**YOUR TASK:** Repeat these lines word for word, leaving out the picture.
## START
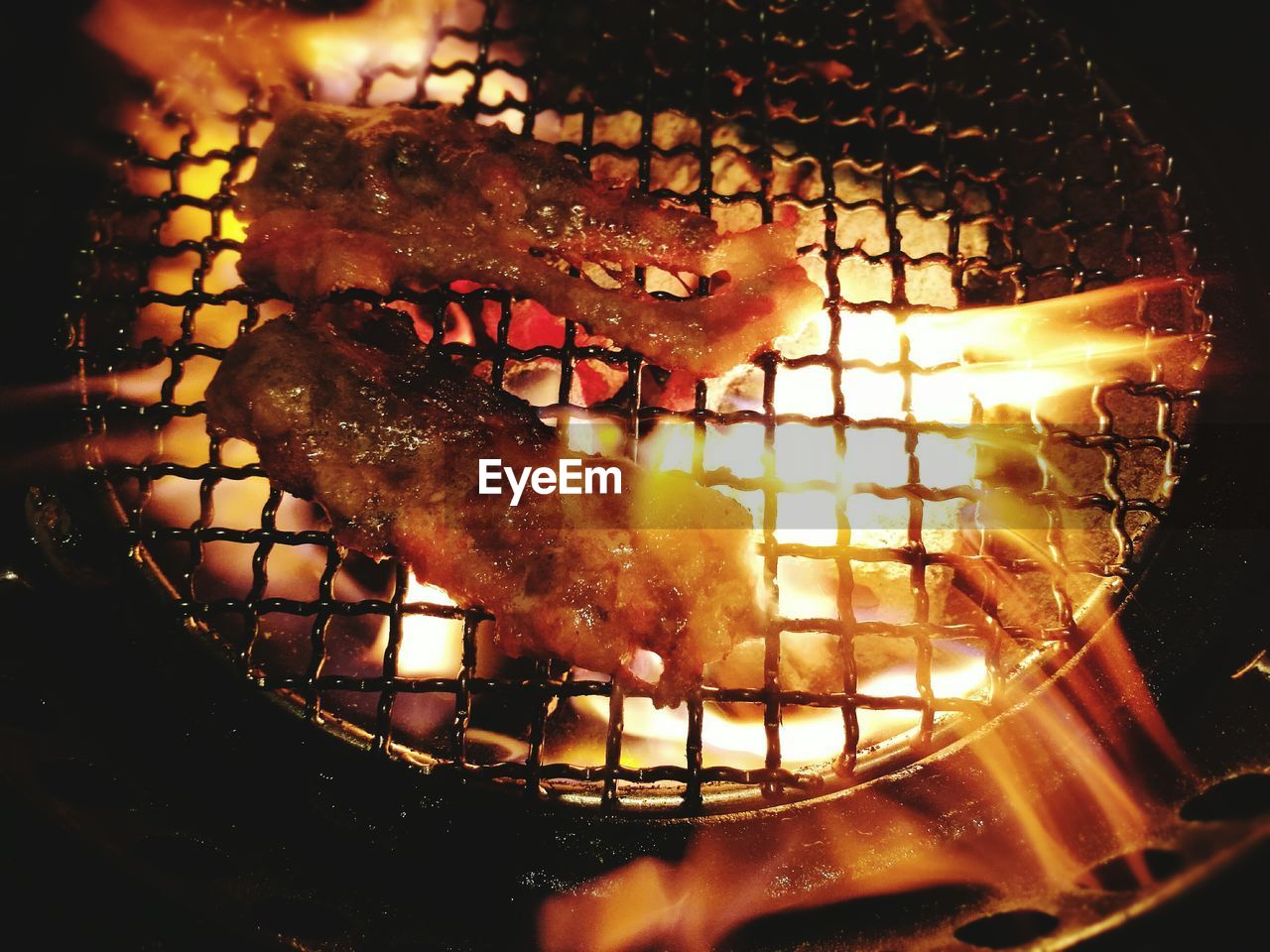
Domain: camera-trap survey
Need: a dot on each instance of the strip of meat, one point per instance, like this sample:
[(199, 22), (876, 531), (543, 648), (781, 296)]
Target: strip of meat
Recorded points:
## END
**EXERCISE RESULT:**
Domain: camera-trap survey
Need: a dot on each instance of the strip of meat, one point per instance, like this sample:
[(199, 22), (876, 531), (543, 648), (781, 296)]
Target: strip of meat
Recorded points:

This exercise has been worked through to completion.